[Goal of the exercise] Each record below must be returned exactly, with no line left out.

[Exercise data]

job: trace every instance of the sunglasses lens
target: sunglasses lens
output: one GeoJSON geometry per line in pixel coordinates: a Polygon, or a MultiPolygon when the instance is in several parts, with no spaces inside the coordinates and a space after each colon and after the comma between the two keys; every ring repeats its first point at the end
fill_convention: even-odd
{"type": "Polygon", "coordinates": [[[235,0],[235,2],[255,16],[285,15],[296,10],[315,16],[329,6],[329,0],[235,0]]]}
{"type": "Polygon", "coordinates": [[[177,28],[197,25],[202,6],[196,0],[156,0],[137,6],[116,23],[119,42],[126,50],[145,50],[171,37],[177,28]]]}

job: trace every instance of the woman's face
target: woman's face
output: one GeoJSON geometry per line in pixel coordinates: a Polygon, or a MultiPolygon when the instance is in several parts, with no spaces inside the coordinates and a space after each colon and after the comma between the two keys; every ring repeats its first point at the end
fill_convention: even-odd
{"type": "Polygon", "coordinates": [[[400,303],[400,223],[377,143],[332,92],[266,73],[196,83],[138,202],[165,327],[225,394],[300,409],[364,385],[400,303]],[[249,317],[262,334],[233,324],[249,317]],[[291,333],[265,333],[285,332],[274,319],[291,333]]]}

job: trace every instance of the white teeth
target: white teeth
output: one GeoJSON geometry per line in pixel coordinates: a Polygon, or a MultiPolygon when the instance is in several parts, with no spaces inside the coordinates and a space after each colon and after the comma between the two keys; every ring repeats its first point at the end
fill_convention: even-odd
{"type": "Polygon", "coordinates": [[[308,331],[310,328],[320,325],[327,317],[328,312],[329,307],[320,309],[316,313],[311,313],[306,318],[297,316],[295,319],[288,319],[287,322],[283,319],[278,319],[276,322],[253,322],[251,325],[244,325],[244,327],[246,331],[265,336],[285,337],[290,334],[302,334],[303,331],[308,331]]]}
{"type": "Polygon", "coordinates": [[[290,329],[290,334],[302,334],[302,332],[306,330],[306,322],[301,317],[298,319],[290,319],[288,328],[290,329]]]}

[Exercise solution]
job: trace every instance of the sunglasses lens
target: sunglasses lens
output: one GeoJSON geometry per line in pixel coordinates: a Polygon, or a MultiPolygon when the instance is in several parts, with no spaces inside the coordinates and a space after each colon and after the comma between the two keys; every ring repeats its first point at the end
fill_convention: even-odd
{"type": "Polygon", "coordinates": [[[235,0],[235,2],[255,16],[285,15],[296,10],[315,16],[329,6],[329,0],[235,0]]]}
{"type": "Polygon", "coordinates": [[[177,28],[197,25],[202,6],[196,0],[156,0],[137,6],[116,23],[119,42],[126,50],[145,50],[171,37],[177,28]]]}

job: trace every instance of the woman's face
target: woman's face
output: one GeoJSON geometry per line in pixel coordinates: a Polygon, or a MultiPolygon when the instance is in several parts, with no spaces inside the coordinates and a space after each colon and after the comma between the two keys; every ring repeats its first point at the end
fill_convention: even-odd
{"type": "Polygon", "coordinates": [[[400,303],[400,223],[377,143],[332,92],[266,73],[196,83],[138,202],[165,327],[225,394],[300,409],[364,385],[400,303]],[[249,317],[262,334],[233,324],[249,317]],[[291,333],[265,333],[285,332],[274,319],[291,333]]]}

job: trace every instance of the white teeth
target: white teeth
output: one GeoJSON geometry per line in pixel coordinates: a Polygon, or a MultiPolygon when the instance is in several parts, with no spaces inside the coordinates and a space after each colon and after the comma between the two keys; every ring repeats its first point at the end
fill_convention: even-odd
{"type": "Polygon", "coordinates": [[[308,331],[310,328],[320,325],[327,317],[328,312],[329,307],[320,309],[316,313],[311,313],[306,318],[297,316],[295,319],[288,319],[287,322],[283,319],[278,319],[276,322],[253,322],[251,325],[244,325],[244,327],[246,331],[265,336],[285,337],[290,334],[302,334],[303,331],[308,331]]]}
{"type": "Polygon", "coordinates": [[[290,329],[290,334],[302,334],[302,332],[306,330],[306,322],[301,317],[298,319],[290,319],[288,328],[290,329]]]}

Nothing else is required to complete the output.